Every entry that follows is to be duplicated exactly.
.....
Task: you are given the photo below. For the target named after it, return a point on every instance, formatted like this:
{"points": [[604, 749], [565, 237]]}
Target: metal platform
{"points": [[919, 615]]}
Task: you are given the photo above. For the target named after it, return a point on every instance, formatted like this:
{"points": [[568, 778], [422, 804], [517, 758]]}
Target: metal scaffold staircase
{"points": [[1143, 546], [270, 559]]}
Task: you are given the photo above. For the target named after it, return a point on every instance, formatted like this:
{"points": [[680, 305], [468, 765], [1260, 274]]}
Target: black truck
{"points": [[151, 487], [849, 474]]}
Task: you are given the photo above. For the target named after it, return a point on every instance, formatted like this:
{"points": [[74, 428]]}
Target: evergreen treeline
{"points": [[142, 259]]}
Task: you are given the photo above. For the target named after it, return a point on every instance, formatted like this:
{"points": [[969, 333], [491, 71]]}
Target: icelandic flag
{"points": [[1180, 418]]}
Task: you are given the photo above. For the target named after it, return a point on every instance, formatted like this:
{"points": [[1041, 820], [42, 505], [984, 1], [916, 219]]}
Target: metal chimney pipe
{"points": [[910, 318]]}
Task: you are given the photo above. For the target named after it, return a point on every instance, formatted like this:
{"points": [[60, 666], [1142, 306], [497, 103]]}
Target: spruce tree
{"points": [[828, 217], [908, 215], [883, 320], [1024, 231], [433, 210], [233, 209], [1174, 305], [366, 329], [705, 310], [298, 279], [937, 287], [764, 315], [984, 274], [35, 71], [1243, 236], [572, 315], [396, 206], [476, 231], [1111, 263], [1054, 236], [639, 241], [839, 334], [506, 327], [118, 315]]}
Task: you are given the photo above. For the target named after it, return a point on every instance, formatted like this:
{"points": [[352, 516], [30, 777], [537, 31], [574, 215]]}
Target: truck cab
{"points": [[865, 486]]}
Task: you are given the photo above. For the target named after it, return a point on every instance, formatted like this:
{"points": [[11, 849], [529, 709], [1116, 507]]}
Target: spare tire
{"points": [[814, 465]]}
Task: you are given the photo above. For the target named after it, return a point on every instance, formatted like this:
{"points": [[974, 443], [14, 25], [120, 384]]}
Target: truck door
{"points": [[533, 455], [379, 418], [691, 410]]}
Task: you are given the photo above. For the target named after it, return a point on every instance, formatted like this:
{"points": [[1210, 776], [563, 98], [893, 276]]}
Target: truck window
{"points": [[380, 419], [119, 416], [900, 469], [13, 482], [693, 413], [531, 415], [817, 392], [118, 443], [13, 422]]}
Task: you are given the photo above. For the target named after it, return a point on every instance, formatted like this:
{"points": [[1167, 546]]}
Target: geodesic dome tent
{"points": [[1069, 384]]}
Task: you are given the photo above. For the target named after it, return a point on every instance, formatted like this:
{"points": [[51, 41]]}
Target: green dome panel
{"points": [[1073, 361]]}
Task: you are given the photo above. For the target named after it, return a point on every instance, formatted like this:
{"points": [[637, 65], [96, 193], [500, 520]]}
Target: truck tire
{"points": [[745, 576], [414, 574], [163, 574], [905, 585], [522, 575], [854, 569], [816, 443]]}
.....
• RESPONSE FOR THIS EXERCISE
Task: you are given the photo below. For the target named after it, return a point on every instance, formatted like this:
{"points": [[604, 749], [565, 237]]}
Target: metal platform
{"points": [[919, 615]]}
Task: you are given the photo above. For the target named after it, return a point on every instance, formatted like this:
{"points": [[568, 778], [422, 804], [517, 758]]}
Target: metal scaffold staircase
{"points": [[1143, 546], [270, 559]]}
Task: you are given the photo above. For the target named after it, return a point on every instance, formatted like this:
{"points": [[680, 305], [468, 765], [1260, 274]]}
Target: black truck
{"points": [[151, 487], [849, 474]]}
Task: you are given the photo above. For the target named after it, return a point on every instance, formatted like this:
{"points": [[74, 428]]}
Target: evergreen treeline
{"points": [[142, 259]]}
Task: you are given the photo above. For the target named after it, return a point on every instance, formatted like this:
{"points": [[969, 333], [491, 71]]}
Target: icelandic flag
{"points": [[1180, 418]]}
Task: you are given the photo above. For the target named after it, return a point on every instance, formatted like this:
{"points": [[1041, 820], [42, 505], [984, 1], [916, 219]]}
Target: metal chimney pipe
{"points": [[910, 318]]}
Task: you are given the photo above. For the target named after it, return a point on every instance, formatted like this:
{"points": [[60, 666], [1142, 306], [497, 103]]}
Target: spruce tree
{"points": [[828, 217], [908, 215], [883, 320], [1024, 231], [433, 210], [233, 209], [1174, 305], [366, 329], [705, 310], [298, 279], [937, 287], [764, 315], [984, 274], [35, 71], [1243, 236], [572, 315], [396, 206], [476, 231], [1111, 263], [1054, 236], [639, 241], [839, 334], [506, 327], [118, 315]]}
Task: you are given the photo above. For the target named after it, return a point on every instance, formatted like this:
{"points": [[352, 516], [30, 777], [537, 31], [574, 215]]}
Target: truck cab
{"points": [[865, 486]]}
Task: you are given the photo above. For the target named after it, return a point on every instance, formatted like this:
{"points": [[11, 849], [529, 709], [1116, 507]]}
Target: spare tire
{"points": [[814, 465]]}
Task: you are given the photo above. For the target named after it, return a point on every instance, formatted like this:
{"points": [[974, 443], [14, 25], [120, 384]]}
Target: truck door
{"points": [[533, 455], [379, 418], [691, 410]]}
Task: you are given the photo above. For the target named after it, return a point on every instance, formatted like this:
{"points": [[1210, 776], [563, 98], [893, 276]]}
Target: truck window
{"points": [[380, 419], [119, 416], [900, 469], [13, 482], [693, 413], [531, 415], [817, 392], [118, 443], [13, 422]]}
Task: you are given the photo above. For the target named after it, return a point on every instance, formatted like this:
{"points": [[1167, 546]]}
Target: geodesic dome tent
{"points": [[1069, 384]]}
Task: you are given the photo above. For the target named after it, return a point on every instance, formatted like this:
{"points": [[51, 41]]}
Target: green dome panel
{"points": [[1073, 361]]}
Task: you are given the photo above. For the target named after it, return a point on every instance, formatted like this:
{"points": [[637, 65], [96, 193], [500, 520]]}
Target: truck tire
{"points": [[745, 576], [414, 574], [163, 574], [905, 585], [522, 575], [854, 569], [816, 443]]}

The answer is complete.